Page extract

-------

PPPerfect or Problematic?
Despite well publicised issues, public-private partnerships are now growing in demand and flexibility to meet varying public sector demands.
Despite well publicised issues, public-private partnerships are now growing in demand and flexibility to meet varying public sector demands. Lis Steadman speaks to major players Veolia Water and Suez Environnment to see how a variety of such projects are developing internationally, including across the Middle East, Australia and the U.S.
PPP projects, the often-complex contracts between a public-sector authority and a private consortium, have gained ground globally. The arrangement has become a way of providing substantial public services or projects for which governments or local authorities cannot or do not wish to bear the entire financial, technical or operational risk.
The division of financing and risk depends on the type of contract, though such projects are generally characterized by substantial capital input on the part of the private partner. Contracts usually provide for agreed services to be delivered. Examples include a given amount and quality of water or wastewater treated and discharged for an agreed price – and often include a range of other performance criteria unique to each project.
The form of project can also vary considerably – the facility constructed may return to the client at the end of the project, it may be transferred to the private partner, or reallocated to the same or another consortium under a further operational contract. The public partner often provides guarantees or subsidies to ensure the project is attractive to the private sector.
There have been notable and well-publicised failures of this type of partnership, and the politics and relationships between the various partners and their perceived performance have often proved crucial. The nature of the types of projects – often significant critical infrastructure – inevitably lends a political aspect that can create pitfalls for the unwary.
Flexibility in the Middle East
However, when these types of project succeed, they work extremely well as some very high-profile examples prove. Take the As Samra wastewater treatment plant (WWTP) in Jordan, which is a 25-year build-operate-transfer (BOT) agreement.
"The BOT is for financing, building and operating the biggest wwtp in Jordan. The plant serves 2.2 million people in Amman and other cities, about 40% of Jordan's population," says Hassan Abdallah, the general manager.
Treated wastewater produced is fully re-used for irrigation, and represents around 10% of Jordan's total water resource, which gives an indication of its strategic importance.
The client is the government of Jordan, which is represented by the country's Ministry of Water and Irrigation. "That's our daily link," Abdallah explains. "It is considered a national project."
Degrémont, a Suez Environnement subsidiary, is partnered by CCC Group on the project, one of the biggest M&E contractors in the Middle East, via Morgani, a US-based affiliate. The project agreement was signed in December 2003, with construction beginning immediately on the plant.
"The plant was the first BOT in Jordan, and the first financed by a Jordanian bank," Abdallah explains. This $60 million loan was augmented by a $105 million USAID contribution to the government of Jordan (see page 27). The plant not only produces wastewater to a standard higher than WHO guidelines and Jordan's own standards, but treats the resultant sludge to a high level and has a sophisticated odour control system.
PPPs often have complex interrelationships between the parties and the elements of the project and this one are no exception. Degrémont has three roles – firstly as an investor in the project, with 10% of the total investment in the project for the consortium, some $17 million (Suez Environnement and Degrémont and Morganti).

-------

Records
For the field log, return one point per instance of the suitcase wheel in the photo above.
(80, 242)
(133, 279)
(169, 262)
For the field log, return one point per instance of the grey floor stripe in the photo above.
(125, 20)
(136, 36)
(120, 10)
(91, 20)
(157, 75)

-------

Task requirements
Could you set down, word for word, the part of the public-private partnerships article from "PPP projects, the" up to and including "or operational risk."?

The completed task
PPP projects, the often-complex contracts between a public-sector authority and a private consortium, have gained ground globally. The arrangement has become a way of providing substantial public services or projects for which governments or local authorities cannot or do not wish to bear the entire financial, technical or operational risk.